_What to produce:_ Please reproduce the passage below about the rainforest mind and the body word for word, from its first sentence to its last.

_Exercise passage:_
When you have a rainforest mind, you’re a deep, fast thinker. Your mental capacity is vast. You think, worry, question, ruminate, reckon, critique, imagine, analyze, synthesize, emote, and evaluate. Most of the time. OK. All of the time. 

So, I’m wondering. What about your body? Do you give your body the attention that it deserves? Do you notice your mind-body connection? Are you tuned in to what your body is telling you? Because, if you’re a highly driven creative ruminator-imaginer-analyzer, which, face it, you are, then, your body is not a passive participant. Your whole body is also ruminating, imagining and analyzing.

This may be obvious to some of you. If so, you can go back to training for that marathon. I’ll see you next time.

If it’s not obvious, listen up.

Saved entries

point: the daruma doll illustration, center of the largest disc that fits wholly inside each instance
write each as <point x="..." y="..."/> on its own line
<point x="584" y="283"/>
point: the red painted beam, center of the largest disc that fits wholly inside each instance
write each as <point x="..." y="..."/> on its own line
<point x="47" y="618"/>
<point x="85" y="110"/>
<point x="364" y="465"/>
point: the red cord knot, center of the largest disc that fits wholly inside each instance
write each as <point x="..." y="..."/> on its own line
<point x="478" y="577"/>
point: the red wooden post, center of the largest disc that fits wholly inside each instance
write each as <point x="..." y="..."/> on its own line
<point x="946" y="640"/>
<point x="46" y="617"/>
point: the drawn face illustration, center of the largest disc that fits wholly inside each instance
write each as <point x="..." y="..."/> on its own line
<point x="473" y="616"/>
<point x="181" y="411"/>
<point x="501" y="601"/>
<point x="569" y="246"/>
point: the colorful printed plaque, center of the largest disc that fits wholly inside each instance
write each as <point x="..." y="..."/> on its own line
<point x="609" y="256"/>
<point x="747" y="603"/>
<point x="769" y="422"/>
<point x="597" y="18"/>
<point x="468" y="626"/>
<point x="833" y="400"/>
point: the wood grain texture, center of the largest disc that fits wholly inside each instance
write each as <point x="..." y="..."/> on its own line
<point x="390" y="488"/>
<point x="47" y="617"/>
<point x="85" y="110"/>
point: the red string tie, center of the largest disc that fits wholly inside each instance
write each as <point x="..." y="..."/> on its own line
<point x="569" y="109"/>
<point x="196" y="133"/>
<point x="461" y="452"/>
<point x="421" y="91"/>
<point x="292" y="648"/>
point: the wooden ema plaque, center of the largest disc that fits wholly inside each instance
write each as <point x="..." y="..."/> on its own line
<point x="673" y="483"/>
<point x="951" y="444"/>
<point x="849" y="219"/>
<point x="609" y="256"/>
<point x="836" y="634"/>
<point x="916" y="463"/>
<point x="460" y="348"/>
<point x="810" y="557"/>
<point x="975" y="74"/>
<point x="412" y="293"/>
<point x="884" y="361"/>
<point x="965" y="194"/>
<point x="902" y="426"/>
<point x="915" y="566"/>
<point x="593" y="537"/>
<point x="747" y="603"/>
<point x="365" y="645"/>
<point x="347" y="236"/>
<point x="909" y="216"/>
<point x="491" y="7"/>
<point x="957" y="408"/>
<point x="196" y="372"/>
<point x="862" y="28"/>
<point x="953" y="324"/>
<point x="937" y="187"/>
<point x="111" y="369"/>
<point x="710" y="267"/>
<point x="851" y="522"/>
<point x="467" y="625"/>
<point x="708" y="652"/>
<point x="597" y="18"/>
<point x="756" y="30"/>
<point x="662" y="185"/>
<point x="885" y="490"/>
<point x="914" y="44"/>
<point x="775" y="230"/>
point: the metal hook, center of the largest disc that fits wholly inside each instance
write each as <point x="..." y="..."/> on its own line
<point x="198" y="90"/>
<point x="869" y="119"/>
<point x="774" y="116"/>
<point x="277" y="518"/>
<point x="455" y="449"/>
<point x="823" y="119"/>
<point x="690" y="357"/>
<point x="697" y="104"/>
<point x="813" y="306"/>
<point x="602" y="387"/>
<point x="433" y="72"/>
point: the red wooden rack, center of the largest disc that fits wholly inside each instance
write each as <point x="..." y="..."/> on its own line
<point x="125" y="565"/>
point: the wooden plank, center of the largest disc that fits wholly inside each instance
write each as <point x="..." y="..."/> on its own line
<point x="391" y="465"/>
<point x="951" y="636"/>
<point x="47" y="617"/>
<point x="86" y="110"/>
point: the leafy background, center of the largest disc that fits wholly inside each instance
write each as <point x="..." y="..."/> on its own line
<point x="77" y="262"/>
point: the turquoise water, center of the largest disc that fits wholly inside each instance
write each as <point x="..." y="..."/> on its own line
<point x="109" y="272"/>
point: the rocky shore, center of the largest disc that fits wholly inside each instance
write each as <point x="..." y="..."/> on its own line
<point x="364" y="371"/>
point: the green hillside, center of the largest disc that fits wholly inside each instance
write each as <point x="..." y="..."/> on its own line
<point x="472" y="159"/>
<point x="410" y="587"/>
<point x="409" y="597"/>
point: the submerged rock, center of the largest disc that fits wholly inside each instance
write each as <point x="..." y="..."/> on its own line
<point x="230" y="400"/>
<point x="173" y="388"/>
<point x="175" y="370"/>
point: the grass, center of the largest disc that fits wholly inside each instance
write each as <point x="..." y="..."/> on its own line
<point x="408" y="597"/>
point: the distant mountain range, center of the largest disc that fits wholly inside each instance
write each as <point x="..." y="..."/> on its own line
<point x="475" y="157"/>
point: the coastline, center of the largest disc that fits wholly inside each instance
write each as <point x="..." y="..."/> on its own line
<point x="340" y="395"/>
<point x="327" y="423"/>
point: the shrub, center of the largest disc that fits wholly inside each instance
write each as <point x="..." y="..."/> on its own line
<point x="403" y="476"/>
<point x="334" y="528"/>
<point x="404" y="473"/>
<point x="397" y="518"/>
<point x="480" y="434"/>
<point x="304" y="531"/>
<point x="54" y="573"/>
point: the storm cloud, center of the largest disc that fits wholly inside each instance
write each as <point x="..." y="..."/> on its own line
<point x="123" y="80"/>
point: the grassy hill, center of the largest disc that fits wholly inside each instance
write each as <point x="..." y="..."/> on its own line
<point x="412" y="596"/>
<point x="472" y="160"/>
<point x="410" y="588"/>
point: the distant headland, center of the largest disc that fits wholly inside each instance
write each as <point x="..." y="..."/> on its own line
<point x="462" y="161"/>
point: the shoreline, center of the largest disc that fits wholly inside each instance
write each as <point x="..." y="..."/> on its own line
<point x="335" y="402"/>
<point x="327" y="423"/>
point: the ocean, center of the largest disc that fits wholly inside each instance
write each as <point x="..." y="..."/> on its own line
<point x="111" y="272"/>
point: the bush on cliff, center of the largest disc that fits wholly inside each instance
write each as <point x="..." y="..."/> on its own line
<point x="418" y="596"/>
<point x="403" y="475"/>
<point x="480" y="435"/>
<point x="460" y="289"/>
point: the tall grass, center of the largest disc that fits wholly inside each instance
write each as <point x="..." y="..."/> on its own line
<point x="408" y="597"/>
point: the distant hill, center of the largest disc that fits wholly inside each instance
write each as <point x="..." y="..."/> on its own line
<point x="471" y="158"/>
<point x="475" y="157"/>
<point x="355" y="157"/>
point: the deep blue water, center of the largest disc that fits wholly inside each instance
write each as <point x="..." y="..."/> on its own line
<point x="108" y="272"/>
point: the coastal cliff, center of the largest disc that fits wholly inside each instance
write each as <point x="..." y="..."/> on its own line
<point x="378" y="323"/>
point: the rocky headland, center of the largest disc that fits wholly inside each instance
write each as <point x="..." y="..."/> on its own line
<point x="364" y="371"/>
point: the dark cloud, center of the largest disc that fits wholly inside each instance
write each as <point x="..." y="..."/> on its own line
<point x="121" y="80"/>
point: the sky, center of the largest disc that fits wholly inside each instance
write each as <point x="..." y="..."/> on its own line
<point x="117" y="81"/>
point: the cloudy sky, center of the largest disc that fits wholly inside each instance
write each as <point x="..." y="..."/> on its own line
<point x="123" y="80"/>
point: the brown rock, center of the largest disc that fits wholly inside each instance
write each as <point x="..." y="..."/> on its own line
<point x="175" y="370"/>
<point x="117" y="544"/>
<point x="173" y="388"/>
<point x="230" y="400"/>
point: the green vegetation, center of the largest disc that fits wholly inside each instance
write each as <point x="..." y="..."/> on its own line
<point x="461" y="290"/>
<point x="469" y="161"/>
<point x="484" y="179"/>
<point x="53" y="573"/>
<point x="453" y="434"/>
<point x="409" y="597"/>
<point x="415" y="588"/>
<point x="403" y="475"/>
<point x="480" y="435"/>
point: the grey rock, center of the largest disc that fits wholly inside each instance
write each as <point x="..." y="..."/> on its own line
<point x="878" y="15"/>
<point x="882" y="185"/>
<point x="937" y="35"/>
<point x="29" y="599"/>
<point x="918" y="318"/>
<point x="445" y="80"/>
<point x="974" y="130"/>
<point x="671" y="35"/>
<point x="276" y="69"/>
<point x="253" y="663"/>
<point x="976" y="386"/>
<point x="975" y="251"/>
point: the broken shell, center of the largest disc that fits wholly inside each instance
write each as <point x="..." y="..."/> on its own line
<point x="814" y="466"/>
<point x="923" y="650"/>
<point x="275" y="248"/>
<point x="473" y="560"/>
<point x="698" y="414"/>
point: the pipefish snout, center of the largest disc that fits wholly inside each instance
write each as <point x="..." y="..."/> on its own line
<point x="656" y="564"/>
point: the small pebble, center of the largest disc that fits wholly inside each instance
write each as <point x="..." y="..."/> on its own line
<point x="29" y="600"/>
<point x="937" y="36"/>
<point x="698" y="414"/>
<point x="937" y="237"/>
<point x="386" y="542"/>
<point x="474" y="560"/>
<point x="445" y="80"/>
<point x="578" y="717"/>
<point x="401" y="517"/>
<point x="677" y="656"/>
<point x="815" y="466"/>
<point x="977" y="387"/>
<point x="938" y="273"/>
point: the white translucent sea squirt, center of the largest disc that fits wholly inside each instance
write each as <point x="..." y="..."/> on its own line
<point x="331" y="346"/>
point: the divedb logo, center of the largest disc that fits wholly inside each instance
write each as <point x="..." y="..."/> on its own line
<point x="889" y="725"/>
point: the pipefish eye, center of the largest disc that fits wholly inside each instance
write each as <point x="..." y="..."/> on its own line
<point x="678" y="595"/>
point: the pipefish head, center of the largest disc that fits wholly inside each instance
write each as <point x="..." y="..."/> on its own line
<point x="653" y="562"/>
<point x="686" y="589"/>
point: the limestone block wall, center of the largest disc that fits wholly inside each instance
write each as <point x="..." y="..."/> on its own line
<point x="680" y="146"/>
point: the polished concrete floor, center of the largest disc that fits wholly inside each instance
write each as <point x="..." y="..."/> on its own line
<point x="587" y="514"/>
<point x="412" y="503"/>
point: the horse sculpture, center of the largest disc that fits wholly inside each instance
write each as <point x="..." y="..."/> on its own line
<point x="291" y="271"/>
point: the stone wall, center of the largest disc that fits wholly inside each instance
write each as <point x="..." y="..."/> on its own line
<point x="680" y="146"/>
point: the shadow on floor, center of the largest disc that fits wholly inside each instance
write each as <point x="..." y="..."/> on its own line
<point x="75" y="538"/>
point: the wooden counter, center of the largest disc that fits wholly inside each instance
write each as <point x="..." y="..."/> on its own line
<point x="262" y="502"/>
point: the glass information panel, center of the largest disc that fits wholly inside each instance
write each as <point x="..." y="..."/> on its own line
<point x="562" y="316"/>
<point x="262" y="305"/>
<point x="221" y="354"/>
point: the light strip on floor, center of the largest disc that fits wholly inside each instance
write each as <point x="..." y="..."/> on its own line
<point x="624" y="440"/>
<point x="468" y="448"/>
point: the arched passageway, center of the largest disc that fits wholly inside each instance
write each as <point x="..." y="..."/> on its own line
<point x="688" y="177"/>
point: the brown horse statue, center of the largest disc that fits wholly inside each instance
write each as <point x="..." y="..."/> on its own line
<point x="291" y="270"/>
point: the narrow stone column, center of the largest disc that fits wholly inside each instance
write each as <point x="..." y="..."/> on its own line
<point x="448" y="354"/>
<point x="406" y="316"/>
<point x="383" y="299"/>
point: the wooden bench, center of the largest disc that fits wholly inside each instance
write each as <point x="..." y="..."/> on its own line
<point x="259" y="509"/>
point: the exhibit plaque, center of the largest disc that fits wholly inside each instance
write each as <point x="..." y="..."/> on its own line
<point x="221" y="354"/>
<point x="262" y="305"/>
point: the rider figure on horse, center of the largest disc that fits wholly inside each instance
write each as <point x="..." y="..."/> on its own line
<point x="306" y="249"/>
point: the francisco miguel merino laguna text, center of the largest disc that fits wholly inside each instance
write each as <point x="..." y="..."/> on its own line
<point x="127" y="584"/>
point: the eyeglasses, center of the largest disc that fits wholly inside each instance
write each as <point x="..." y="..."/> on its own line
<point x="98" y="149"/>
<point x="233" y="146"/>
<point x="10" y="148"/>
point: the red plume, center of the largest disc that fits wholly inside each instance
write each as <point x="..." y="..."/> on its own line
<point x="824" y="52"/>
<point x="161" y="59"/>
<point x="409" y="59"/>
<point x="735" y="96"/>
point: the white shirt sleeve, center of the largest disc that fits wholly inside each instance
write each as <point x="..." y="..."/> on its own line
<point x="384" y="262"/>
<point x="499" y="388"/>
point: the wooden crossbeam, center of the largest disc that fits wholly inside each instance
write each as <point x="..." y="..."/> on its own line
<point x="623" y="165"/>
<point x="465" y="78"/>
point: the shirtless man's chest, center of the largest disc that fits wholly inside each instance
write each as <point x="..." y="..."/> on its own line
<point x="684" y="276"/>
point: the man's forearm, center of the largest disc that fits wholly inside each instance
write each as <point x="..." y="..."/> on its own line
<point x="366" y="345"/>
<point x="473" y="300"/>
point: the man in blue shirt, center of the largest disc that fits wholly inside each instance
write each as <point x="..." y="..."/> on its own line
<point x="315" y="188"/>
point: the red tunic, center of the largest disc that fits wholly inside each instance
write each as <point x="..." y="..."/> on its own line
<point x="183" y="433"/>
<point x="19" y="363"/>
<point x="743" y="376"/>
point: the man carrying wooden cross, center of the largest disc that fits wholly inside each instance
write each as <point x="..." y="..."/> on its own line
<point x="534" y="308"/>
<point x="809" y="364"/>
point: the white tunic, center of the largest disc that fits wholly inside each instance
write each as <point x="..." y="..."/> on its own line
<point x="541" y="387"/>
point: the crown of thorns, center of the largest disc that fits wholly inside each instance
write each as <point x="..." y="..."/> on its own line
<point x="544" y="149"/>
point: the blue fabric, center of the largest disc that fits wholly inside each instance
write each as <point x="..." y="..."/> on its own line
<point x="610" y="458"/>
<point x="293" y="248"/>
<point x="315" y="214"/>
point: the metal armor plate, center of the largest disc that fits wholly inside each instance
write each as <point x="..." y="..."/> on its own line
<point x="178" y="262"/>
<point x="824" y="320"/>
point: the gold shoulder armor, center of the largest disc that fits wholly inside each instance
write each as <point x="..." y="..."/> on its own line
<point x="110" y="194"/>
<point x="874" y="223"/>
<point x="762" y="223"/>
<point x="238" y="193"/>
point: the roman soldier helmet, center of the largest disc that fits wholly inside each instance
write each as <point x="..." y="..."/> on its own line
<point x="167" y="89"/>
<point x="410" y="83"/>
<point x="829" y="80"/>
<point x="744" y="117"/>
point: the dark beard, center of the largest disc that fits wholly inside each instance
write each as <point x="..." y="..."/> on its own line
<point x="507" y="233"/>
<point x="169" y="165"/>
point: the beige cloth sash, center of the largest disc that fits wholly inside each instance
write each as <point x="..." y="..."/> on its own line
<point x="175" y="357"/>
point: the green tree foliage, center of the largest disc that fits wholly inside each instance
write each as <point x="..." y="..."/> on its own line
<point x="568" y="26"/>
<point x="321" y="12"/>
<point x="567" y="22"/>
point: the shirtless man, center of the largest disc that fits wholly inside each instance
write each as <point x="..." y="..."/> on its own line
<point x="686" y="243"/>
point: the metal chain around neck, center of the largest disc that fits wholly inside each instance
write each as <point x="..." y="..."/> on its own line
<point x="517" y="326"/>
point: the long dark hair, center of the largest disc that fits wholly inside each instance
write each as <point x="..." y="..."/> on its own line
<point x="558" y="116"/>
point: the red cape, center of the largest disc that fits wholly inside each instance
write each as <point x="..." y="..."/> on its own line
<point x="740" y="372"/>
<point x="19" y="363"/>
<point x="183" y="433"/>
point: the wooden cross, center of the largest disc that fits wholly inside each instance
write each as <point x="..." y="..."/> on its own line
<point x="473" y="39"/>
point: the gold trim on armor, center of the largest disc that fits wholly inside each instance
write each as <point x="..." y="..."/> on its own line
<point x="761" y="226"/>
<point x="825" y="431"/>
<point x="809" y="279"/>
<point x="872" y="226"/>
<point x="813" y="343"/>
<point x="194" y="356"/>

_Expected answer:_
When you have a rainforest mind, you’re a deep, fast thinker. Your mental capacity is vast. You think, worry, question, ruminate, reckon, critique, imagine, analyze, synthesize, emote, and evaluate. Most of the time. OK. All of the time. 

So, I’m wondering. What about your body? Do you give your body the attention that it deserves? Do you notice your mind-body connection? Are you tuned in to what your body is telling you? Because, if you’re a highly driven creative ruminator-imaginer-analyzer, which, face it, you are, then, your body is not a passive participant. Your whole body is also ruminating, imagining and analyzing.

This may be obvious to some of you. If so, you can go back to training for that marathon. I’ll see you next time.

If it’s not obvious, listen up.